| Work order |
Please reproduce all entries word for word, leaving every image behind.

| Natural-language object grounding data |
- Opening Delimiter -
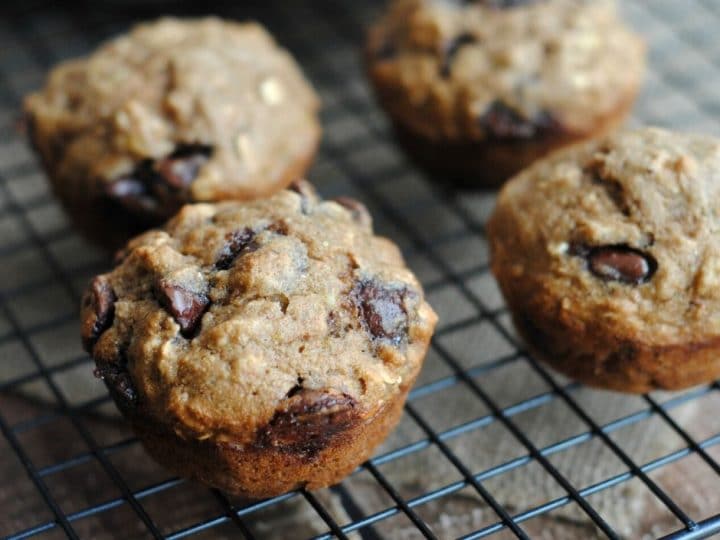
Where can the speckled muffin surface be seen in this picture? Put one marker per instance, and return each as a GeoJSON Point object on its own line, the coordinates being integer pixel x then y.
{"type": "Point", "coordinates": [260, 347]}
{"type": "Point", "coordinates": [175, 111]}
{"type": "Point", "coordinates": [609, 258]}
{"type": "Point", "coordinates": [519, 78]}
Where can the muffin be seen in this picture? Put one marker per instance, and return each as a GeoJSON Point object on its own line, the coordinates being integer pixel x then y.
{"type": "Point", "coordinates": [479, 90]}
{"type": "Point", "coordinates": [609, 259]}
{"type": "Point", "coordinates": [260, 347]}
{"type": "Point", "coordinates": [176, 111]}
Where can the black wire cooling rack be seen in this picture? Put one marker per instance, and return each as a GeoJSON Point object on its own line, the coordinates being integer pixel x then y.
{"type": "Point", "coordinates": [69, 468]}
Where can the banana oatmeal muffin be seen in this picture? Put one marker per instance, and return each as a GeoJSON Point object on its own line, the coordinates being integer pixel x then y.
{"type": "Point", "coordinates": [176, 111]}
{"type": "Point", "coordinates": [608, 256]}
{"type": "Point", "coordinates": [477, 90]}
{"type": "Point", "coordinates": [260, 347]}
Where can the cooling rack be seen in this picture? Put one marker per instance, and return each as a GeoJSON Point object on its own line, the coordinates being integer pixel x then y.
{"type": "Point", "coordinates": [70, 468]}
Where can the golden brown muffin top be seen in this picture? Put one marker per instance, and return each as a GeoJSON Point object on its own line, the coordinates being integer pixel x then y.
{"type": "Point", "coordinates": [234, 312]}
- Closing Delimiter -
| Worked solution |
Where can the speckled muffin surface be seen in this picture? Put one marker per instance, and return each as a GeoJSON Point object on its own line, the coordinates being integer pixel x then y.
{"type": "Point", "coordinates": [260, 347]}
{"type": "Point", "coordinates": [175, 111]}
{"type": "Point", "coordinates": [609, 258]}
{"type": "Point", "coordinates": [519, 78]}
Where can the muffin be seen in this picture? Put one marker per instance, and return each as a GeoJSON Point object on its own line, the coordinates being integer pixel x then y.
{"type": "Point", "coordinates": [479, 90]}
{"type": "Point", "coordinates": [609, 259]}
{"type": "Point", "coordinates": [260, 347]}
{"type": "Point", "coordinates": [176, 111]}
Where can the black wire cooling rack be seen in this picture? Put one marker per instance, and return each as a GeoJSON Point object on its own line, the coordinates being integer pixel x then y.
{"type": "Point", "coordinates": [69, 468]}
Where can the banana oatmeal muffin be seen in this picture? Put one marker per instance, and return each as a GeoJSON Point object on its own line, the coordinates being integer pixel x then y.
{"type": "Point", "coordinates": [176, 111]}
{"type": "Point", "coordinates": [608, 256]}
{"type": "Point", "coordinates": [477, 90]}
{"type": "Point", "coordinates": [260, 347]}
Where can the cooling rack be seen in this picture? Put one marker per instance, and return each as a GeoJSON Point object on its own line, the coordinates being integer pixel x then y.
{"type": "Point", "coordinates": [70, 468]}
Where can the golden brown muffin top be seen in this picture? Put one marker per instance, and return each as a GeoJSON Point object on its own line, the coordinates being integer pixel x then y.
{"type": "Point", "coordinates": [234, 312]}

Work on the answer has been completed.